+++ Material

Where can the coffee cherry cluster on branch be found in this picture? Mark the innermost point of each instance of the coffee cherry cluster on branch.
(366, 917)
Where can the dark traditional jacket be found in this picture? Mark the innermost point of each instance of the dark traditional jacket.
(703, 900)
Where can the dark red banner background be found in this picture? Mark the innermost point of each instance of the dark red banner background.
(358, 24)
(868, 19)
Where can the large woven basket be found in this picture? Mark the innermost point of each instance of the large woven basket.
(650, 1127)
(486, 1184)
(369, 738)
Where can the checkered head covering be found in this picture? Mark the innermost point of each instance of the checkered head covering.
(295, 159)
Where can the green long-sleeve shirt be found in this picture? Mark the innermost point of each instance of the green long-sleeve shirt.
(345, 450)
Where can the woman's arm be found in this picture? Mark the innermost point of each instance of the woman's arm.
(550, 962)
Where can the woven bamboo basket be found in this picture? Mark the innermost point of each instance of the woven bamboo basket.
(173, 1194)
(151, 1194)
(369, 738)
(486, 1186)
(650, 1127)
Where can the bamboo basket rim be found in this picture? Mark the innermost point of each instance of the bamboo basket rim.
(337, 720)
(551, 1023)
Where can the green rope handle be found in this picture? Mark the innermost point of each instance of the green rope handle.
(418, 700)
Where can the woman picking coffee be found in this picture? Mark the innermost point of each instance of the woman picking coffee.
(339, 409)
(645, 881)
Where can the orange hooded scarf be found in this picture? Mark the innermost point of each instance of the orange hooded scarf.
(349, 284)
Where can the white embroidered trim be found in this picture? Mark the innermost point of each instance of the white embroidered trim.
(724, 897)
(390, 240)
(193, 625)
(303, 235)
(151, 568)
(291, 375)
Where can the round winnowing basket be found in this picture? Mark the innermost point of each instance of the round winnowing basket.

++++++

Aim: Return, word for word, the records from the line that contains "Where can the dark traditional" through the end of the records, including both of those lines.

Task answer:
Where can the dark traditional jacket be found in this picture? Mark the innermost point of each instance of the dark traditional jacket.
(703, 900)
Where can the dark red banner background be found in this picture? Mark the innermost point of each instance of the dark red banner background.
(358, 24)
(868, 19)
Where can the large woven basket be found in this picture? Mark the innermost point of each instance of the large woven basket.
(650, 1127)
(486, 1184)
(369, 738)
Where can the checkered head covering be found in this picture? Mark the innermost point of each instance of the checkered head covering.
(295, 159)
Where can the green long-sleeve shirt be found in this picture? Mark the innermost point of each instance of the green long-sleeve shirt.
(345, 450)
Where can the woman's arm be found in this picture? Mark the innermost point of each instance of the woman's arm.
(550, 962)
Where can the woven bamboo basket be found in this picture? Mark the innermost point of each instance of the woven bamboo basket.
(173, 1194)
(151, 1194)
(369, 738)
(486, 1186)
(650, 1127)
Where can the bamboo basket rim be found in this picture? Mark the innermost point of each instance of the bamboo basket rim.
(337, 720)
(551, 1023)
Where can the green rope handle be found in this picture? Mark the innermost point of each instance of the green rope handle.
(418, 700)
Where can the woman picking coffee be found in this picture? Mark the innermost point of each instance of the woman picking coffee.
(339, 409)
(645, 881)
Where can the orange hooded scarf be found in this picture? Mark the innermost point of each instance of the orange hooded scarf.
(349, 284)
Where can the white embroidered trim be found in this picture? Mark the innermost point of each instance of the white embroidered trim.
(724, 897)
(390, 240)
(193, 625)
(303, 235)
(151, 568)
(291, 375)
Where can the round winnowing basket be found in this picture? Mark the innermost point of each instance of the round winnowing basket.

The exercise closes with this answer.